**ESERCIZIO ASSEGNATO A:**
Stabilisci se ciascuna affermazione concorda con il brano su Jacob Bohme. Rispondi sì o no e cita alla lettera le parole del brano che lo decidono: (i) Bohme nacque nel 1575 vicino a Gorlitz; (ii) i genitori di Bohme erano ricchi mercanti; (iii) dal matrimonio con Catharina Kunschmanns nacquero quattro figli.

════

Jacob Bohme


Grande divulgatore e il più organico riordinatore della scienza dei Rosa+Croce fu invece Jacob Bohome. Jacob Bohme nacque nel 1575 nella borgata di Alt-Seidenberg, nei pressi di Gorlitz in Ober-Lausitz. Il padre Jacob e la madre Ursula erano dei poveri contadini. Un primo strano episodio gli accadde quando, ancora fanciullo, coi suoi coetanei, sorvegliava le greggi. Infatti mentre si arrampicava su una collina chiamata “Landes-Cronc”, vide come una porta formata da grandi pietre rosse; vi entrò e si trovò dentro un sotterraneo, nel quale c’era un’enorme massa di denaro. Impaurito tornò indietro, a chiamare i suoi compagni, ma successivamente insieme a loro non trovò più quella entrata. Più avanti negli anni avrebbe interpretato quell’evento come il segnale della sua futura iniziazione ai segreti della magia naturale e divina. I suoi genitori, avendo notato l’intelligenza del figlio lo iscrissero a scuola, dove imparò a leggere e a scrivere. Terminata la scuola andò ad imparare il mestiere di calzolaio. Nel 1594 sposò con Catharina Kunschmanns, figlia di un beccaio di Gorlitz. Dal matrimonio nacquero quattro figli: il primo, divenne un orefice, il secondo, un calzolaio, e gli altri due furono operai. La sua lettura preferita fu il Vangelo di Luca e fece di un passo, il tredicesimo, la legge della sua vita: “Il Padre che è nei cieli darà lo Spirito Santo a coloro che glielo chiederanno”. Si dedicò con autentica passione allo studio dei testi sacri.

════

**ESERCIZIO ASSEGNATO B:**
Raccogli tutte le righe dell'elenco qui sotto che contengono la stringa "Target". Maiuscole e minuscole contano.

════

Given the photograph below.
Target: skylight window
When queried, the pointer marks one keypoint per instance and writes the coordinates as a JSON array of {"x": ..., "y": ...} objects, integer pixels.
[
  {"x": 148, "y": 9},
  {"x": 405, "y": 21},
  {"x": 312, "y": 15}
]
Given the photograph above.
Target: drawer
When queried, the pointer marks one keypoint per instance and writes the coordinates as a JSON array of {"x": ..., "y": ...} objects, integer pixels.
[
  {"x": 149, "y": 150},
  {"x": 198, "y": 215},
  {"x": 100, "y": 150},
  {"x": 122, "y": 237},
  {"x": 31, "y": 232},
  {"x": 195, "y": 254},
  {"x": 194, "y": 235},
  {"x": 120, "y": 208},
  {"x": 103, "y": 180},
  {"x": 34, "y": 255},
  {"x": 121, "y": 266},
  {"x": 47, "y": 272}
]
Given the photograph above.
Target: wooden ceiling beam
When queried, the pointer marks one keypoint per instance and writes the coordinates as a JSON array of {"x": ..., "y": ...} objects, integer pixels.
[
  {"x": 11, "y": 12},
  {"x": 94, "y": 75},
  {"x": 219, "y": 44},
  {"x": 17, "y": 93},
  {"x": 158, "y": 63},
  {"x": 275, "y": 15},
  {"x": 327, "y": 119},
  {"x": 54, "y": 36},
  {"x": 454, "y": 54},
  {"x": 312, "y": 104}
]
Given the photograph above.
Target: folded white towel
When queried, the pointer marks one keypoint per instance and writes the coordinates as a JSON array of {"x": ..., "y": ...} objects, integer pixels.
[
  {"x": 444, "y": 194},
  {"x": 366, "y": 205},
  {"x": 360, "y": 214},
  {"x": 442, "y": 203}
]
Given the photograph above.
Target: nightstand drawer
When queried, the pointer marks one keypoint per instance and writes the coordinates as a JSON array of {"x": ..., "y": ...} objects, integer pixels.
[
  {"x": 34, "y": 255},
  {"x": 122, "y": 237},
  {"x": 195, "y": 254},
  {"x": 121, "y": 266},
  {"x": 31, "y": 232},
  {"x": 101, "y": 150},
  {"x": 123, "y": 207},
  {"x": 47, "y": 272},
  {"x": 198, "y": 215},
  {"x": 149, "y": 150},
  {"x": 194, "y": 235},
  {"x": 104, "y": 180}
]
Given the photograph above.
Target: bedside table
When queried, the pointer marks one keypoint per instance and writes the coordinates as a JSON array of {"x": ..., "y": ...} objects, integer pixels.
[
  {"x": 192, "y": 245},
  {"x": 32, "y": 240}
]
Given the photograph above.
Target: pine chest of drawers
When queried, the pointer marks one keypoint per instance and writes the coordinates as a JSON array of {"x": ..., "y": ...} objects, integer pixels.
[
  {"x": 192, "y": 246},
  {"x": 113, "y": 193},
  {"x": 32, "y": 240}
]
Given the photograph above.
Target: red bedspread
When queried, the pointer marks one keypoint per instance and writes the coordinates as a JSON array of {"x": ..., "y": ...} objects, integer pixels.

════

**RISPOSTA SCRITTA A:**
(i) Sì: "Jacob Bohme nacque nel 1575 nella borgata di Alt-Seidenberg, nei pressi di Gorlitz in Ober-Lausitz."
(ii) No: "Il padre Jacob e la madre Ursula erano dei poveri contadini."
(iii) Sì: "Dal matrimonio nacquero quattro figli."

**RISPOSTA SCRITTA B:**
Target: skylight window
Target: drawer
Target: wooden ceiling beam
Target: folded white towel
Target: nightstand drawer
Target: bedside table
Target: pine chest of drawers
Target: red bedspread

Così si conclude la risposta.